Consigne -
Poursuivez l'extrait choisi sur l'éducation comme bien commun, en reprenant juste après sa dernière phrase.

Sous cette égide, il est clair alors que pour suivre le propos, il faut accepter l’idée selon laquelle la démocratie est une forme de vie sociale caractérisée par l’exercice actif de l’intelligence sociale et la participation du public aux affaires générales de la société. De plus, ajoutent les auteurs, la démocratie relève de ce que le philosophe Cornelius Castoriadis appelle le principe de l’autogouvernement, principe qu’ils étendent aux institutions territoriales et productives, ainsi qu’à toutes les activités collectives.

Aussi sommes-nous renvoyés au propos précédent. L’éducation commune, scolaire et universitaire, n’est pas une simple affaire de programmes ou d’heures d’enseignement. Elle suppose d’emblée la part des citoyennes et des citoyens, ainsi qu’un parti pris : la capacité des citoyens à réfléchir aux institutions désirables ; leur pouvoir collectif de les changer en déployant leur pouvoir instituant.

Un bien commun

L’éducation rentrerait-elle donc dans le cadre des « biens communs » ? Entendons alors que ces « biens communs » se définissent d’abord comme des institutions qui s’opposent à la conception propriétaire dominante des domaines d’activité collectifs. Dire que l’éducation est un bien commun, c’est dire qu’elle est « inappropriable » : qu’aucun individu, aucun groupe, aucun État ne peut s’en dire ou s’en faire le propriétaire. Elle est à tous, par principe. La connaissance qui la traverse, simultanément, est commune, elle ne doit être ni réservée à une élite, ni faire l’objet d’une forme d’enclosure par l’argent ou par le lieu de résidence.

Données fournies -

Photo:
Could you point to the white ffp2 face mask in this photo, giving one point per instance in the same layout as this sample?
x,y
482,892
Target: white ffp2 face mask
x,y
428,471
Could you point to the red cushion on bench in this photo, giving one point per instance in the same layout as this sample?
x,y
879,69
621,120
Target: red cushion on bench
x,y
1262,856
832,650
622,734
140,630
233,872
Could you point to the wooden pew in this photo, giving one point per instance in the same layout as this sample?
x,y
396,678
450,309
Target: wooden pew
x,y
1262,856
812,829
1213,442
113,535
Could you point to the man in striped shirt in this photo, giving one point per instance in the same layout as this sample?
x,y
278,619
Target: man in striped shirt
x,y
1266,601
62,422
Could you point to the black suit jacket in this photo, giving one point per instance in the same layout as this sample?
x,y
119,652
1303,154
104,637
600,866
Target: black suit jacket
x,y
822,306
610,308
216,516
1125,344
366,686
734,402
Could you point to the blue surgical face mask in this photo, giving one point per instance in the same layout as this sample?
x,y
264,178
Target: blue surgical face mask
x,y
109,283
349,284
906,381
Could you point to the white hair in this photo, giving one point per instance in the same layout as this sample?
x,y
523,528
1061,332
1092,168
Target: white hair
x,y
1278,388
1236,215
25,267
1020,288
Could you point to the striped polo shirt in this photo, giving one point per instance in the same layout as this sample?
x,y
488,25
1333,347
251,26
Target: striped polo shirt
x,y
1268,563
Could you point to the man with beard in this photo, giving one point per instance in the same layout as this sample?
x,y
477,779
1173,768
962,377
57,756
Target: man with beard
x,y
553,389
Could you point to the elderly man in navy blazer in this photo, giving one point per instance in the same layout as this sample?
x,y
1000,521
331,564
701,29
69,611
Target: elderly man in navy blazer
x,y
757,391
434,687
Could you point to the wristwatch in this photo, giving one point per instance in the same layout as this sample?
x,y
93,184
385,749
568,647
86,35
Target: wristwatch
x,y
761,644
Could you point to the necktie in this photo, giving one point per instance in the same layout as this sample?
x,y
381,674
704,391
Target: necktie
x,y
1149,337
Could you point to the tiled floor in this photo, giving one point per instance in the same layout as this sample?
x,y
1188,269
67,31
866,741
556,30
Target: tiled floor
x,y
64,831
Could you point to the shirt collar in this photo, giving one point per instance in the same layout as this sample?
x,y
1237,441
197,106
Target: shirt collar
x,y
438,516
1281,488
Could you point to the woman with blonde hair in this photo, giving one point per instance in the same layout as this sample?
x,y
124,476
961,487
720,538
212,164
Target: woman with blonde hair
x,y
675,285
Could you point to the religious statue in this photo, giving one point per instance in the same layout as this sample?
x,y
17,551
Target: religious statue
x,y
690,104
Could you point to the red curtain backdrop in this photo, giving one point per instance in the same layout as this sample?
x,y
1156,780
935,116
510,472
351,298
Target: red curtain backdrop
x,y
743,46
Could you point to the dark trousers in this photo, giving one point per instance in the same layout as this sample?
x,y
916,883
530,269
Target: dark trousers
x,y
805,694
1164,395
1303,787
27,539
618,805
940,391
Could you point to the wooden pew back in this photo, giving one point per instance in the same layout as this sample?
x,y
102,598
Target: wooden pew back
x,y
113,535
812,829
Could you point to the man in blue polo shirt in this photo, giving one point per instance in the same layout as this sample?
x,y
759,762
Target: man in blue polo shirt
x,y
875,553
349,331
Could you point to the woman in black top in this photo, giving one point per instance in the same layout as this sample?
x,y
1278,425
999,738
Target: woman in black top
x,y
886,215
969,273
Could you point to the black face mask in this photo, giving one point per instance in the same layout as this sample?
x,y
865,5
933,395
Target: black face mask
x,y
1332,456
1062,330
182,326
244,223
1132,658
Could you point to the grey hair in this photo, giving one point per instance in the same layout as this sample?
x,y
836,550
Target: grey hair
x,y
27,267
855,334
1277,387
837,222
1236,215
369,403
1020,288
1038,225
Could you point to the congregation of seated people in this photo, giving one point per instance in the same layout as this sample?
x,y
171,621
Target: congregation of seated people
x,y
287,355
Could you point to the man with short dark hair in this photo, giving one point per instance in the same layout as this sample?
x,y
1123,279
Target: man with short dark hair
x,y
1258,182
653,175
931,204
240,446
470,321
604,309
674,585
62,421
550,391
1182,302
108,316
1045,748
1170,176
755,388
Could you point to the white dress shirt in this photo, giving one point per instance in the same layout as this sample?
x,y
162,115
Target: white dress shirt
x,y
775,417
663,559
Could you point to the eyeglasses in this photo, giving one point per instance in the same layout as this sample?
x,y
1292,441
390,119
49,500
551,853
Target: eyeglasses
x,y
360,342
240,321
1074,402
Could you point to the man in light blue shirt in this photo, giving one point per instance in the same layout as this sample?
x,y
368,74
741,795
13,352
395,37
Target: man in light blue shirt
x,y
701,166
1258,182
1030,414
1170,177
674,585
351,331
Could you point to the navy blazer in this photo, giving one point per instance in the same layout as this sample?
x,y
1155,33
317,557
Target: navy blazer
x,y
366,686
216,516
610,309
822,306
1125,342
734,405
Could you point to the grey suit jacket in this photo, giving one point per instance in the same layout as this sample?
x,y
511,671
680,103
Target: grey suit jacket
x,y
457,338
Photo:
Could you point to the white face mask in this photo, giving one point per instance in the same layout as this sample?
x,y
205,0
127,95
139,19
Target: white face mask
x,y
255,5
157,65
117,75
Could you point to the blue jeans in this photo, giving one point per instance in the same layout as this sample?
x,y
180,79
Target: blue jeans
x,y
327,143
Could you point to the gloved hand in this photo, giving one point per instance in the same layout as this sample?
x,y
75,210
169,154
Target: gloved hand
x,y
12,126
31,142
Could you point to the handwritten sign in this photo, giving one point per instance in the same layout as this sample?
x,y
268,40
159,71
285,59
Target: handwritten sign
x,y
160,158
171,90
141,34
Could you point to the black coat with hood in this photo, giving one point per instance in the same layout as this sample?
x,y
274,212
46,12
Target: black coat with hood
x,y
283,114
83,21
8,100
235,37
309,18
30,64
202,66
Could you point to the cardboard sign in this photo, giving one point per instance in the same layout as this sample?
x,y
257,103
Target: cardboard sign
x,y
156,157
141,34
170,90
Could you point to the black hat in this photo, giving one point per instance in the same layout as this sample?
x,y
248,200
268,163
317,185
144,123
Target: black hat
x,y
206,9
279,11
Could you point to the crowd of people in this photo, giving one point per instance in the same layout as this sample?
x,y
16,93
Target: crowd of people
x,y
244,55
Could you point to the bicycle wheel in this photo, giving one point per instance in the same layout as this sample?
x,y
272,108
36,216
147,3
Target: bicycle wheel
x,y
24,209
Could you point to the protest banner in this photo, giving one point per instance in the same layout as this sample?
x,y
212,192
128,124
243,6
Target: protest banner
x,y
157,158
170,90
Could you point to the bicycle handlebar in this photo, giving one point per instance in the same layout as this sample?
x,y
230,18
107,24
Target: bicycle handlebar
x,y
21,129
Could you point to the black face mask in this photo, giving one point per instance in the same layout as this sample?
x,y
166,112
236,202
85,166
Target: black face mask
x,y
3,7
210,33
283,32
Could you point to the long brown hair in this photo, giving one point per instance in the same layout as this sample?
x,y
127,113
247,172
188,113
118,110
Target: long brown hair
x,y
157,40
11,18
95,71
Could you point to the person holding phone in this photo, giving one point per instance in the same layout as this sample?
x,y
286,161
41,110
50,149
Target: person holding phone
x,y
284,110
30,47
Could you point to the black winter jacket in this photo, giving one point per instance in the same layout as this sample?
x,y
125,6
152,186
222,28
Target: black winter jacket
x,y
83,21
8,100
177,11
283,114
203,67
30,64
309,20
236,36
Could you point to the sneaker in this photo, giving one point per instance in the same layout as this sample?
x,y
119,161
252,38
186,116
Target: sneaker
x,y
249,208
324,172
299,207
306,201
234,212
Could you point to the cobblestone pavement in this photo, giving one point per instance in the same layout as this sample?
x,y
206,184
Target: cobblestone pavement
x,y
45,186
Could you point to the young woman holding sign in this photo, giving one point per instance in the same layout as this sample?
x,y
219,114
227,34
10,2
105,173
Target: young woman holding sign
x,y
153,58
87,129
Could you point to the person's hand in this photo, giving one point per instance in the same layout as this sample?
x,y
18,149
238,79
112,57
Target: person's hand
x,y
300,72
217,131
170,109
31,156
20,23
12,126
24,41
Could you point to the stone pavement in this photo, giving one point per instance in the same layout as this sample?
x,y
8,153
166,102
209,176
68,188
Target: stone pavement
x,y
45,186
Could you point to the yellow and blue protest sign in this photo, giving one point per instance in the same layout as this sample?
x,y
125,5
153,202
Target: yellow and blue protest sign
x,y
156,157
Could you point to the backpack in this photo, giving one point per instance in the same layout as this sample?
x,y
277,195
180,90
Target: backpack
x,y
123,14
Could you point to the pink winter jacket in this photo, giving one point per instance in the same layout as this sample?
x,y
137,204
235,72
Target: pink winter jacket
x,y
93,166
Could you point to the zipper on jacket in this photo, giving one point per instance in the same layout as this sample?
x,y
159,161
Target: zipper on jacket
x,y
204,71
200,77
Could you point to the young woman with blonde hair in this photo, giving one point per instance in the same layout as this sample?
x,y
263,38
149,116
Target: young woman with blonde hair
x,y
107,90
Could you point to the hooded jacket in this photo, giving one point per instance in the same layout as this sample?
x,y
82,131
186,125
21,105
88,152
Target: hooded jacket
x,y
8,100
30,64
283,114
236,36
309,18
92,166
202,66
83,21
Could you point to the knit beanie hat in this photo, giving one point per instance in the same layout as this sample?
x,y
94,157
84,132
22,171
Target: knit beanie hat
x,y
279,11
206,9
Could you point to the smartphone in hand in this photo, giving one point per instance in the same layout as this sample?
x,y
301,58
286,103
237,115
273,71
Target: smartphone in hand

Réponse rédigée -
Mais, précisent les auteurs à juste titre, pour que l’éducation soit rangée au nombre des « biens communs », il faut qu’elle trouve sa consistance dans une institution aux caractéristiques particulières, et qu’elle soit conçue elle-même comme un « commun », qui ne se résorberait pas dans la culture d’un groupe. Et ils ajoutent encore : qu’elle soit un espace institutionnel à la fois autogouverné par les coparticipants à l’activité éducative et régi par le droit d’usage exercé par une collectivité sur les ressources éducatives.

Bien sûr, les auteurs n’ignorent ni l’histoire de l’éducation collective ainsi conçue, ni celle de l’asymétrie qui gouverne l’institution actuellement. Mais « pour quelle raison l’éducation devrait-elle être éternellement fixée à un certain état des institutions politiques » ? En l’occurrence, un état construit au XIXème siècle et organisé autour de l’asymétrie définie par le sociologue et pédagogue Émile Durkheim : « L’éducation est l’action exercée par les générations adultes sur celles qui ne sont pas encore mûres pour la vie sociale ». Dans la même optique, ils font allusion à la sociologie courante qui se contente d’observer cette asymétrie et de lui opposer des mécanismes de correction. Ils ne veulent pas s’en tenir à ces simplifications. Ils souhaitent proposer des pistes de transformation dont la particularité est de valoriser l’expérience de l’autonomie individuelle et de l’autogouvernement collectif. Castoriadis le martelait : « Tout processus d’éducation qui ne vise pas à développer au maximum l’activité propre des élèves est mauvais ».

Quelle société ?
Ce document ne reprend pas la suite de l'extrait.